Entries from a pointing dataset:
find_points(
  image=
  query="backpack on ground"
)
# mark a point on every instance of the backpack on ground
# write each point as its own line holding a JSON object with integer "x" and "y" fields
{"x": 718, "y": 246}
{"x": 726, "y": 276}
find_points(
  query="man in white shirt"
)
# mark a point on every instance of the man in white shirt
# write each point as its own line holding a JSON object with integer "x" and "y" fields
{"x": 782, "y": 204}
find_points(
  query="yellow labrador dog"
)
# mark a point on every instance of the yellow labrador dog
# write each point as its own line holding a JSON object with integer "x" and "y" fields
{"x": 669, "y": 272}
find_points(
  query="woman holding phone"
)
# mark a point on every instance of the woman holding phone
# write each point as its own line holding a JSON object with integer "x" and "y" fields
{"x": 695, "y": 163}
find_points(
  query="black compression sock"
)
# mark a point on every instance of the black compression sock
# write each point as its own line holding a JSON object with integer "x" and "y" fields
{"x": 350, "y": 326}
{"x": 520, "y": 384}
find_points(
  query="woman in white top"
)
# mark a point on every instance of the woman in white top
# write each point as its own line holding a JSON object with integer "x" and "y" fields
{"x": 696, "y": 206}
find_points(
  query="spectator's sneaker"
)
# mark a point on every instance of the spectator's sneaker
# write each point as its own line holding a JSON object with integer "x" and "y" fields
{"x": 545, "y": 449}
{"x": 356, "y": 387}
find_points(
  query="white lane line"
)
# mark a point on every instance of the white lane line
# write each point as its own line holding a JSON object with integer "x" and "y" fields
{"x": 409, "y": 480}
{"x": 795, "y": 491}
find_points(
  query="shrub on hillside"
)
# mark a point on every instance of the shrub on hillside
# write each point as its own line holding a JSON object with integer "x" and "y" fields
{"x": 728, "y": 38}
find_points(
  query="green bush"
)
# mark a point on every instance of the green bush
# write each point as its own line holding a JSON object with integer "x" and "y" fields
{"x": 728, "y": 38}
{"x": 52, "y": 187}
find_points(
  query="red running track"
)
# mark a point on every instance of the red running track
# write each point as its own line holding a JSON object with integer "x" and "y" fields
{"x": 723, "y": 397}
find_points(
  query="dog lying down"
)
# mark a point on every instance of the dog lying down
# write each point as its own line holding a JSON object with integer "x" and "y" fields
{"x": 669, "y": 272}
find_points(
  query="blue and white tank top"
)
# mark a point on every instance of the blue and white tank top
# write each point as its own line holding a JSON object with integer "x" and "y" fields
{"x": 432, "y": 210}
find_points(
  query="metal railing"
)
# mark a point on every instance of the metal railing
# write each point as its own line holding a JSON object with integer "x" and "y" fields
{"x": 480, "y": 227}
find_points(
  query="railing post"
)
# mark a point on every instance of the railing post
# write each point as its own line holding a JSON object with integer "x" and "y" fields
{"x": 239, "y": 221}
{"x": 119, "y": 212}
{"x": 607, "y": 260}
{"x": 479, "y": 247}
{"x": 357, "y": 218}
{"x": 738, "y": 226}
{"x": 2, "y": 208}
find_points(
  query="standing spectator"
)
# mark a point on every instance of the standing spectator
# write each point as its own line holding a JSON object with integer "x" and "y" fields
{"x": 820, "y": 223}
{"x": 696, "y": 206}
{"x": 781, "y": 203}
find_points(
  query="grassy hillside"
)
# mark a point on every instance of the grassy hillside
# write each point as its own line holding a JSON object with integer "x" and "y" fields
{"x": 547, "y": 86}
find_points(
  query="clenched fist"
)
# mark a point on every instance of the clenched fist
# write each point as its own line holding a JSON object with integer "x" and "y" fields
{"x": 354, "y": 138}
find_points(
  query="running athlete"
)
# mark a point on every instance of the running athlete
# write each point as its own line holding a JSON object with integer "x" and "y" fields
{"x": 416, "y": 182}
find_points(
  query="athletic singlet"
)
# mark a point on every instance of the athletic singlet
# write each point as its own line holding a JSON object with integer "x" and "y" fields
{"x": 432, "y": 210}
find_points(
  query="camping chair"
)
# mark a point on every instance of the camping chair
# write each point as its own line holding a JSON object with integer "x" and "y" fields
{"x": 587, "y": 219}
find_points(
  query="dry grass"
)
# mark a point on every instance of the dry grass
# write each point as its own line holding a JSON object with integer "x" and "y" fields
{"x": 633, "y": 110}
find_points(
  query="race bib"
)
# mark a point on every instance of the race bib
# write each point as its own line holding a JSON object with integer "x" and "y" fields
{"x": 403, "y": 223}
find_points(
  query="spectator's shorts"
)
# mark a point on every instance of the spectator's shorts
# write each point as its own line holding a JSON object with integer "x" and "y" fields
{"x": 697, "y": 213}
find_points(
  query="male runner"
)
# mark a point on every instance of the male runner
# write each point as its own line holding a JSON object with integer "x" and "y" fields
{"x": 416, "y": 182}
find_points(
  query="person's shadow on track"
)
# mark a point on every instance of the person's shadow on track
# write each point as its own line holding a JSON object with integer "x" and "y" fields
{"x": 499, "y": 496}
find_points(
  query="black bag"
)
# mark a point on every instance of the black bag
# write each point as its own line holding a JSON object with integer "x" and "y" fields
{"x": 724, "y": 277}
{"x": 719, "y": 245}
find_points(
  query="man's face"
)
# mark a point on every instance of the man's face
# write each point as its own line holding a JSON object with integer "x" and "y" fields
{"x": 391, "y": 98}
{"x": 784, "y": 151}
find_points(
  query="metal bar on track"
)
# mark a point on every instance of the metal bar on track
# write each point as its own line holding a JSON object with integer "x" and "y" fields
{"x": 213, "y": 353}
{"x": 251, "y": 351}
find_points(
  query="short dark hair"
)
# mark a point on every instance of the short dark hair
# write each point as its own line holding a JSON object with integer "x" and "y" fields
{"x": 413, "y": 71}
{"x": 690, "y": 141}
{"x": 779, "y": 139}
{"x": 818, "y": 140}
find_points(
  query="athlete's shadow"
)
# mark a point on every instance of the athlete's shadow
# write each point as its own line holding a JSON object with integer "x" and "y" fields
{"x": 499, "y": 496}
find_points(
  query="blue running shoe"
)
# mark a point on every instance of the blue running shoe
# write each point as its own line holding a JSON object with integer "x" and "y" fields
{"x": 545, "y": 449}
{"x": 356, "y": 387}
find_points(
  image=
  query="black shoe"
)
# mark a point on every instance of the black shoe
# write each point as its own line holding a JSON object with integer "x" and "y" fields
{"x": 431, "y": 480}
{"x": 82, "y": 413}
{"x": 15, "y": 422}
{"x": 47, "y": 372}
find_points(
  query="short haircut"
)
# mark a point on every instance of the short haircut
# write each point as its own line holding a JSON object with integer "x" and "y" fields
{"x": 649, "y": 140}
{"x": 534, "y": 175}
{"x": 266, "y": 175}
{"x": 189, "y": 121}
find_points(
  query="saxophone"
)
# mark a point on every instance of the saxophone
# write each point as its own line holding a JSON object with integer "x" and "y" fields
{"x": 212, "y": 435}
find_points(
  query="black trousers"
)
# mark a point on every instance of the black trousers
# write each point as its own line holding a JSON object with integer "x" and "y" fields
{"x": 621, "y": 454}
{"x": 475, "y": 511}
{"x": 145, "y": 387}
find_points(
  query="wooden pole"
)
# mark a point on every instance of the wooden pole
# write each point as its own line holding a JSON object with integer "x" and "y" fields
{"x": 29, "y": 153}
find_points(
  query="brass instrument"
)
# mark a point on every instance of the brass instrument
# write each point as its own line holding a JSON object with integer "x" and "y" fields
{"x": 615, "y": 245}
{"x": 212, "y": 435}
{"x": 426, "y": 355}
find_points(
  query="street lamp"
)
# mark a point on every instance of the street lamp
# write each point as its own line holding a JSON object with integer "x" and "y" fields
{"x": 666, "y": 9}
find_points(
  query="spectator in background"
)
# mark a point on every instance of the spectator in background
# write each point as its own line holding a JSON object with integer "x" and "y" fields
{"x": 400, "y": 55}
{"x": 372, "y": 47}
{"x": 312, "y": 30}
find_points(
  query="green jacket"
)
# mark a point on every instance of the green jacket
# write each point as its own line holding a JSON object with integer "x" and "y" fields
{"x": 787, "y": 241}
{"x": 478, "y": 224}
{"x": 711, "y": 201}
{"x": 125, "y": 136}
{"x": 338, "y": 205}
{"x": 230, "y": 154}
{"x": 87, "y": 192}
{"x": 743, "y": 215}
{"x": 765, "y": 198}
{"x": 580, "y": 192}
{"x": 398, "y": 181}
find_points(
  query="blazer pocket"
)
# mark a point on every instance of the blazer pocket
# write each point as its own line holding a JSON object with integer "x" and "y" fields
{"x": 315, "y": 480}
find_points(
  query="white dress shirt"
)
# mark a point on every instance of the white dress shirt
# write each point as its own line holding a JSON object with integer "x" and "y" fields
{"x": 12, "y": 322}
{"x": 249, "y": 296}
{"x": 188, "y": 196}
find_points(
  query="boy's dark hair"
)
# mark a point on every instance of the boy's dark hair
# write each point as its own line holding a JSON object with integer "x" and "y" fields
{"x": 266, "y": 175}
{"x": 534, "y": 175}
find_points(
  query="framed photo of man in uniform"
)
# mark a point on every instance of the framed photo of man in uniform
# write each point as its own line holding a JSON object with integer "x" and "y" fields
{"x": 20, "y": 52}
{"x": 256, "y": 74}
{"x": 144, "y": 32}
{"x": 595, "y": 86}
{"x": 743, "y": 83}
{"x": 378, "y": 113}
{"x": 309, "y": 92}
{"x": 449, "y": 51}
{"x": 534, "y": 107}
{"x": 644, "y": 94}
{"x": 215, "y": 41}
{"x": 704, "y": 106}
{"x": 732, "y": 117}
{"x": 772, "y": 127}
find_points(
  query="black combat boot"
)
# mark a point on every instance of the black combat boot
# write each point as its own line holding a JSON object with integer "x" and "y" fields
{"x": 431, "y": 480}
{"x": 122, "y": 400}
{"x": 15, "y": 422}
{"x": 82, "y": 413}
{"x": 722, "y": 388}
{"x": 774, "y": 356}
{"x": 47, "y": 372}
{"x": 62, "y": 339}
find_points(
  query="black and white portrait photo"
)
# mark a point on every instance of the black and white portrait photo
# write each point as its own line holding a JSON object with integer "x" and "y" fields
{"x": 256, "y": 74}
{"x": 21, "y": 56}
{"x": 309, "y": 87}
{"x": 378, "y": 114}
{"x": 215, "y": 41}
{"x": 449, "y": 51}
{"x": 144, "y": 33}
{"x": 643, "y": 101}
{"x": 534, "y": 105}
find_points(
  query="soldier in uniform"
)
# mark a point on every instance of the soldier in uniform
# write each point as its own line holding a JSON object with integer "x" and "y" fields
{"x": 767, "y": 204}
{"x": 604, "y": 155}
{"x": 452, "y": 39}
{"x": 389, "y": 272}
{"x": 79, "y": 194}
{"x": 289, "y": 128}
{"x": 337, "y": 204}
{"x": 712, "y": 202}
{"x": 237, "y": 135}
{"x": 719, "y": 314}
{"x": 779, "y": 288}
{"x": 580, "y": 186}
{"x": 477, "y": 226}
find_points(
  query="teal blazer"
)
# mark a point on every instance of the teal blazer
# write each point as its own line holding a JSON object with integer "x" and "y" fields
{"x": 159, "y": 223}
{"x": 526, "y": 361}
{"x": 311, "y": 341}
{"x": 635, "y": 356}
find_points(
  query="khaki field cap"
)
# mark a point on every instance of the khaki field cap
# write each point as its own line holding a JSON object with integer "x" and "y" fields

Your goal.
Copy every line in the material above that contains the string "sneaker", treating uppercase and lowercase letters as different.

Finished task.
  query="spectator's sneaker"
# mark a point on every instance of the spectator's sneaker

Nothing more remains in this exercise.